# start of Extracted records

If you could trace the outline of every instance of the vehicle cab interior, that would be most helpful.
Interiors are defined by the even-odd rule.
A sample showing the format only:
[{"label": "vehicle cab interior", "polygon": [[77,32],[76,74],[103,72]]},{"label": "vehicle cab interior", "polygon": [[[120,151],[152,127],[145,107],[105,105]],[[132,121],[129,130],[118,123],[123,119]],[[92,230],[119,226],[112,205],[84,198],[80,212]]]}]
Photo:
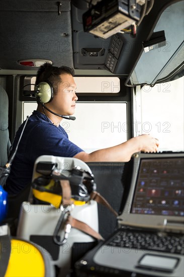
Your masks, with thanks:
[{"label": "vehicle cab interior", "polygon": [[[1,276],[183,275],[183,0],[0,1]],[[9,195],[10,150],[37,109],[46,62],[74,70],[76,120],[60,123],[71,141],[89,153],[150,134],[158,152],[43,155],[31,183]]]}]

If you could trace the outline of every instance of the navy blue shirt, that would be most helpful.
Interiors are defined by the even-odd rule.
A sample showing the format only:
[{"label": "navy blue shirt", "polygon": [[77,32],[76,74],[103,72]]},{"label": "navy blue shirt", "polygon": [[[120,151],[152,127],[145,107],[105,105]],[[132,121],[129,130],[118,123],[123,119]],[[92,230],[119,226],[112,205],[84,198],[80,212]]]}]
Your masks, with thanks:
[{"label": "navy blue shirt", "polygon": [[[11,155],[14,152],[25,121],[19,128]],[[11,167],[5,189],[18,193],[31,182],[36,159],[43,155],[72,157],[83,151],[68,140],[63,128],[54,125],[46,116],[34,111],[28,119]]]}]

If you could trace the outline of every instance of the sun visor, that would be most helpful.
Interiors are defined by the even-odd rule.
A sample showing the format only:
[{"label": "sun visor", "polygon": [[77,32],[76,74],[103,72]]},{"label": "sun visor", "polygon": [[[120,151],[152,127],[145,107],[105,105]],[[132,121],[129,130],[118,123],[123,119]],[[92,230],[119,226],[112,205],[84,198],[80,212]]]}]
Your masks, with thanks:
[{"label": "sun visor", "polygon": [[182,1],[164,9],[125,85],[154,85],[183,75],[184,11]]}]

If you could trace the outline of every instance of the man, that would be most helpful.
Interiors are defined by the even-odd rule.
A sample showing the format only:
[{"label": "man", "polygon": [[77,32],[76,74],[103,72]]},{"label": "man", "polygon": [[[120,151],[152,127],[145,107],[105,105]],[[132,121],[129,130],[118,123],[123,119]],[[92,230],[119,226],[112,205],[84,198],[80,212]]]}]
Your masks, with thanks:
[{"label": "man", "polygon": [[[43,155],[74,157],[84,162],[127,162],[133,154],[139,151],[156,152],[158,142],[150,135],[133,137],[119,145],[97,150],[90,154],[71,142],[60,125],[59,115],[70,116],[74,113],[76,84],[73,71],[67,67],[57,67],[46,63],[38,71],[36,85],[47,82],[51,90],[49,101],[42,100],[36,94],[38,107],[30,117],[13,161],[6,190],[17,194],[30,183],[36,159]],[[53,88],[52,92],[50,91]],[[43,103],[44,102],[44,103]],[[14,153],[25,122],[19,128],[13,145]]]}]

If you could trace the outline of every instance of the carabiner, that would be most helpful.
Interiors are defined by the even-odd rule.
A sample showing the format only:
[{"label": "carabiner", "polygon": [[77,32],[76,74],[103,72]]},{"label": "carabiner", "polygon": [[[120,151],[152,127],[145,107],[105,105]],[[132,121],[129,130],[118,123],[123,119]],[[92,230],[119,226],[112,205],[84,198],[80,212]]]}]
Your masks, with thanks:
[{"label": "carabiner", "polygon": [[[59,246],[63,245],[66,242],[67,240],[68,239],[68,235],[70,232],[71,228],[71,225],[70,224],[70,222],[69,222],[69,218],[70,218],[69,216],[70,215],[70,212],[73,209],[74,206],[73,204],[71,205],[68,205],[68,206],[67,206],[67,207],[64,208],[63,206],[61,206],[61,215],[59,219],[58,223],[57,223],[57,225],[55,229],[54,234],[53,234],[54,241],[58,245],[59,245]],[[66,224],[64,226],[64,238],[60,241],[58,240],[57,238],[57,236],[58,235],[59,230],[60,228],[60,227],[64,219],[65,215],[66,214],[68,214],[68,216],[66,220]]]}]

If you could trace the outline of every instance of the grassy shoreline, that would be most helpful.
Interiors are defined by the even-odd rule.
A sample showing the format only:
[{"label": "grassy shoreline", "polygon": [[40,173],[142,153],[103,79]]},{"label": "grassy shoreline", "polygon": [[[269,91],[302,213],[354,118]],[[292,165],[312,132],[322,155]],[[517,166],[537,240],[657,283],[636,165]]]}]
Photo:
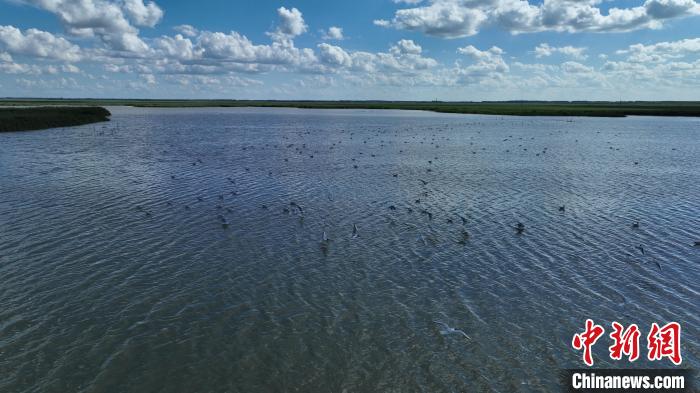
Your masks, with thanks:
[{"label": "grassy shoreline", "polygon": [[101,107],[0,107],[0,132],[79,126],[108,121],[110,115]]},{"label": "grassy shoreline", "polygon": [[437,102],[437,101],[256,101],[256,100],[137,100],[137,99],[0,99],[2,106],[134,106],[158,108],[274,107],[305,109],[403,109],[441,113],[509,116],[688,116],[700,117],[697,101],[634,102]]}]

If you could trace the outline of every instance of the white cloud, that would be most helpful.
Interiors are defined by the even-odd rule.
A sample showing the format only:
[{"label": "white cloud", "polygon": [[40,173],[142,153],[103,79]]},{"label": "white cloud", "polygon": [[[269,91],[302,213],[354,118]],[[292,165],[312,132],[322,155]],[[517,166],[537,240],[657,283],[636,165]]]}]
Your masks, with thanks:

# end of Extracted records

What the task requires: The records above are to be reproduced exactly; the pictures are to be left out.

Task answer:
If you could trace the outline of every instance of the vehicle cab interior, that would be most helpful.
Interiors are defined by the even-odd rule.
A sample showing the format only:
[{"label": "vehicle cab interior", "polygon": [[77,32],[76,74],[103,72]]},{"label": "vehicle cab interior", "polygon": [[[120,151],[152,127],[145,107],[105,105]],[[132,121],[129,130],[118,123],[123,119]],[[92,230],[119,226],[112,205],[84,198],[80,212]]]}]
Photo:
Your masks, with thanks:
[{"label": "vehicle cab interior", "polygon": [[[1,276],[183,275],[183,0],[0,1]],[[9,195],[10,150],[37,109],[46,62],[74,70],[76,120],[60,123],[71,141],[89,153],[150,134],[158,152],[43,155],[31,183]]]}]

If you could trace the outline of every instance of the navy blue shirt, that would be most helpful.
Interiors are defined by the even-odd rule.
A sample showing the format only:
[{"label": "navy blue shirt", "polygon": [[77,32],[76,74],[103,72]]},{"label": "navy blue shirt", "polygon": [[[120,151],[152,127],[145,107],[105,105]],[[132,121],[129,130],[118,123],[123,119]],[[92,230],[119,226],[112,205],[84,198],[80,212]]]}]
Your masks, with thanks:
[{"label": "navy blue shirt", "polygon": [[[11,155],[14,152],[25,121],[19,128]],[[11,167],[5,189],[18,193],[31,182],[36,159],[43,155],[72,157],[83,151],[68,140],[63,128],[54,125],[46,116],[34,111],[28,119]]]}]

If you could trace the outline of every instance of the sun visor, that would be most helpful.
Interiors are defined by the even-odd rule.
A sample showing the format only:
[{"label": "sun visor", "polygon": [[77,32],[76,74],[103,72]]},{"label": "sun visor", "polygon": [[[120,151],[152,127],[145,107],[105,105]],[[132,121],[129,130],[118,123],[123,119]],[[92,230],[119,226],[112,205],[84,198],[80,212]]]}]
Your masks, with thanks:
[{"label": "sun visor", "polygon": [[182,1],[164,9],[125,85],[154,85],[183,75],[184,11]]}]

If you could trace the outline of every instance of the man, that would be most helpful.
Interiors are defined by the even-odd rule.
A sample showing the format only:
[{"label": "man", "polygon": [[77,32],[76,74],[103,72]]},{"label": "man", "polygon": [[[120,151],[152,127],[145,107],[105,105]],[[132,121],[129,130],[118,123],[123,119]],[[92,230],[119,226],[112,205],[84,198],[80,212]]]}]
Your masks, with thanks:
[{"label": "man", "polygon": [[[43,155],[74,157],[84,162],[127,162],[133,154],[139,151],[156,152],[158,142],[150,135],[133,137],[119,145],[97,150],[90,154],[71,142],[60,125],[59,115],[70,116],[74,113],[76,84],[73,71],[67,67],[57,67],[46,63],[38,71],[36,85],[47,82],[51,90],[49,101],[42,100],[36,94],[38,107],[30,117],[13,161],[6,190],[17,194],[30,183],[36,159]],[[53,88],[52,92],[50,91]],[[43,103],[44,102],[44,103]],[[14,153],[25,122],[19,128],[13,145]]]}]

If you could trace the outline of every instance of the carabiner, that would be most helpful.
Interiors are defined by the even-odd rule.
A sample showing the format only:
[{"label": "carabiner", "polygon": [[77,32],[76,74],[103,72]]},{"label": "carabiner", "polygon": [[[120,151],[152,127],[145,107],[105,105]],[[132,121],[129,130],[118,123],[123,119]],[[92,230],[119,226],[112,205],[84,198],[80,212]]]}]
Your masks, with thanks:
[{"label": "carabiner", "polygon": [[[59,246],[63,245],[66,242],[67,240],[68,239],[68,235],[70,232],[71,228],[71,225],[70,224],[70,222],[69,222],[69,218],[70,218],[69,216],[70,215],[70,212],[73,209],[74,206],[73,204],[71,205],[68,205],[68,206],[67,206],[67,207],[64,208],[63,206],[61,206],[61,215],[59,219],[58,223],[57,223],[57,225],[55,229],[54,234],[53,234],[54,241],[58,245],[59,245]],[[66,224],[64,226],[64,238],[60,241],[58,240],[57,238],[57,236],[58,235],[59,230],[60,228],[60,227],[64,219],[65,215],[66,214],[68,214],[68,216],[66,220]]]}]

If you could trace the outline of every instance of the grassy shoreline, that would be most helpful.
Interiors are defined by the even-odd rule.
A sample showing the format only:
[{"label": "grassy shoreline", "polygon": [[40,173],[142,153],[103,79]]},{"label": "grassy shoreline", "polygon": [[[269,91],[302,213],[354,118]],[[292,165],[312,132],[322,155]],[[517,166],[537,240],[657,283],[636,165]]]}]
Photo:
Your masks, with thanks:
[{"label": "grassy shoreline", "polygon": [[101,107],[0,107],[0,132],[79,126],[108,121],[110,115]]},{"label": "grassy shoreline", "polygon": [[437,102],[437,101],[256,101],[256,100],[137,100],[137,99],[0,99],[2,106],[134,106],[158,108],[274,107],[305,109],[403,109],[441,113],[509,116],[688,116],[700,117],[697,101],[634,102]]}]

If you could trace the outline of every instance of the white cloud, that would be most helpful.
Interiors are defined by the even-odd rule.
A sample showing the format only:
[{"label": "white cloud", "polygon": [[40,173],[142,153],[103,79]]},{"label": "white cloud", "polygon": [[[269,91],[302,213],[354,118]],[[292,165],[312,132],[322,155]],[[517,166],[537,240],[657,283],[636,165]]]}]
Your masks, with thanks:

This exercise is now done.